> _Working data_
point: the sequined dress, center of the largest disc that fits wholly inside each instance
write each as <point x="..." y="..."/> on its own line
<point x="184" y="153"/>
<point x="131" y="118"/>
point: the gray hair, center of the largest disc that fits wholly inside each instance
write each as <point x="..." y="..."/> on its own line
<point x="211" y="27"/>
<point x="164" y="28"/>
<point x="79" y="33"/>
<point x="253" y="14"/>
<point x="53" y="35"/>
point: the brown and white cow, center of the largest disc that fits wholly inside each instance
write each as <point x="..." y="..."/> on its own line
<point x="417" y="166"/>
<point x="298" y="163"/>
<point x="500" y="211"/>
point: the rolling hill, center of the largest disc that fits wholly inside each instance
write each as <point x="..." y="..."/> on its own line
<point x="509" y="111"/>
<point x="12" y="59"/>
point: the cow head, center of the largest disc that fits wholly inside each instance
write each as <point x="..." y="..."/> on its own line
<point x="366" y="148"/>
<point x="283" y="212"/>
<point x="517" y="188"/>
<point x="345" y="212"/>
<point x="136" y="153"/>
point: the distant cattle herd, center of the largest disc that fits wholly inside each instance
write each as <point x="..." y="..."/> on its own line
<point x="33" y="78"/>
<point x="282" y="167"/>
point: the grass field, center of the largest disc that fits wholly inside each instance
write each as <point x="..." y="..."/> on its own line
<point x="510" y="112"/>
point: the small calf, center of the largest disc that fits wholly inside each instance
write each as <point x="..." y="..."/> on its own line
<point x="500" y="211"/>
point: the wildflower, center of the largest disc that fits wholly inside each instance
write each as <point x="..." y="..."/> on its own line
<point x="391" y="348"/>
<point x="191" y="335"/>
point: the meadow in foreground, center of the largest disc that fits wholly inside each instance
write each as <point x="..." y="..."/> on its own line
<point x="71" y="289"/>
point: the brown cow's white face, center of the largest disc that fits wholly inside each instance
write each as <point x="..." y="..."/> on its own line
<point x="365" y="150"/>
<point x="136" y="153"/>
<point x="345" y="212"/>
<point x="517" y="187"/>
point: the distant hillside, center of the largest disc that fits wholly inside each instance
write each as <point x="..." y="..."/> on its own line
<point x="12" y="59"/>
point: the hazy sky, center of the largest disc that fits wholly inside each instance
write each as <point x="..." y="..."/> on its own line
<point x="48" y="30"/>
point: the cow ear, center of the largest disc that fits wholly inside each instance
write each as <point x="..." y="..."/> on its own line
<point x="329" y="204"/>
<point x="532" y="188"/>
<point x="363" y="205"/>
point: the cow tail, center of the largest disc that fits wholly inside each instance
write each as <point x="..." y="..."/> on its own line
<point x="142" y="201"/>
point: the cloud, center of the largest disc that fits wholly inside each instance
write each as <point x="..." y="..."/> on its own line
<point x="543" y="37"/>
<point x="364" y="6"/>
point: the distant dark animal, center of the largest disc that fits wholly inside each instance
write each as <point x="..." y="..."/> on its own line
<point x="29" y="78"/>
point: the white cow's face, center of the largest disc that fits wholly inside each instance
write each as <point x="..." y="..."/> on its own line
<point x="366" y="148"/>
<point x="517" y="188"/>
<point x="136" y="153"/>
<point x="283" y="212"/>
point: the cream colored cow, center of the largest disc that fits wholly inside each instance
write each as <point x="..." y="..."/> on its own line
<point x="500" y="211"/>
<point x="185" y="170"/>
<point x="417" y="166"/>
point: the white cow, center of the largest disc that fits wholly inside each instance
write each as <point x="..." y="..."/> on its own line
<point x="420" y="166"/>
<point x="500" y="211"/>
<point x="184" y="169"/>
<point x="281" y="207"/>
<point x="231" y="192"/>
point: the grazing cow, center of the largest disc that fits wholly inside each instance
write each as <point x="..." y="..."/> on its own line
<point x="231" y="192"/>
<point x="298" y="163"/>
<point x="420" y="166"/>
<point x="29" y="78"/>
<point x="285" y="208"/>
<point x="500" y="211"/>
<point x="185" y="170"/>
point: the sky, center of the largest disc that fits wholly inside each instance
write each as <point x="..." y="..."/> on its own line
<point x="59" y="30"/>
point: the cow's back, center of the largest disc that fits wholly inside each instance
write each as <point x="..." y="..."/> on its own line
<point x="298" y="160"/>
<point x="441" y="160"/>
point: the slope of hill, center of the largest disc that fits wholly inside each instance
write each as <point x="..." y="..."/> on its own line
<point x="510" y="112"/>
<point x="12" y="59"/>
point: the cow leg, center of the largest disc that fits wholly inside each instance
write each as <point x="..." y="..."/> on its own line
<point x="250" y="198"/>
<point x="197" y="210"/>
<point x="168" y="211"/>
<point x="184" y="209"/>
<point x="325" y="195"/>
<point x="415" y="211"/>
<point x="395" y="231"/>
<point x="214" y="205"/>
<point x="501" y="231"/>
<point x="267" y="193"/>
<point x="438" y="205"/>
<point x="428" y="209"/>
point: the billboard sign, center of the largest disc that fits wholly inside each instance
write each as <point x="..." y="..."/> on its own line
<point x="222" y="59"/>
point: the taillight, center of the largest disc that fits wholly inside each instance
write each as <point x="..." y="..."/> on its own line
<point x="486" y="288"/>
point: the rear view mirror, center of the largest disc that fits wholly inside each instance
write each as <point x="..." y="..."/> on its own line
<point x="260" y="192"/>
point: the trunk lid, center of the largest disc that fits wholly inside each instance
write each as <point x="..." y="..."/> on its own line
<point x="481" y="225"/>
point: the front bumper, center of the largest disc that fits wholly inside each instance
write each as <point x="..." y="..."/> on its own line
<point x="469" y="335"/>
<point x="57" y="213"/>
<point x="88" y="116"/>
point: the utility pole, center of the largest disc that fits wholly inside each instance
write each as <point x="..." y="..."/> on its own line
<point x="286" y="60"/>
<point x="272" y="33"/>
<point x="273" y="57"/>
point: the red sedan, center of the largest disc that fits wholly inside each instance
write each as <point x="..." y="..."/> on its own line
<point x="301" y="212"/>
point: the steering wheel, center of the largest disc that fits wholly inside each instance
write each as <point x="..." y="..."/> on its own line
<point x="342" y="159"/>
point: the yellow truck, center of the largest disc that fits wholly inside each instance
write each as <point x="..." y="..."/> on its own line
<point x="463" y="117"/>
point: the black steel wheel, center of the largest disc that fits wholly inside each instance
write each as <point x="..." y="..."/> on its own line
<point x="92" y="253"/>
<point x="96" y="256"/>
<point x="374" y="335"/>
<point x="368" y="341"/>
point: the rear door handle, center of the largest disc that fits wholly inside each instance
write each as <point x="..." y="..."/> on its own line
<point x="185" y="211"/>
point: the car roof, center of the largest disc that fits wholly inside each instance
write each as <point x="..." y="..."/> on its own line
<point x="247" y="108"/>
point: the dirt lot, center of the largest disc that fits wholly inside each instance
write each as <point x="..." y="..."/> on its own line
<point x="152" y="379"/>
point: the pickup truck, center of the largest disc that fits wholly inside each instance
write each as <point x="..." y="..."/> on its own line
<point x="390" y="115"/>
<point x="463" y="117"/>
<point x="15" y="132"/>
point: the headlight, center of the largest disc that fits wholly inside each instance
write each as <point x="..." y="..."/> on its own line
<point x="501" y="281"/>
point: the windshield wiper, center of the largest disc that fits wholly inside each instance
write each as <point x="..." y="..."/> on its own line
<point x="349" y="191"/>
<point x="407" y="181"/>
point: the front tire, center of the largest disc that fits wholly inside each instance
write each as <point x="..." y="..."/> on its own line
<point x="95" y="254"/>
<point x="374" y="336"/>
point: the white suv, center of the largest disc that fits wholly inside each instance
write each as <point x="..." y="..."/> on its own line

> _Your goal_
Only a number is expected in response: how many lines of the records above include the word "truck".

> _Solved problem_
2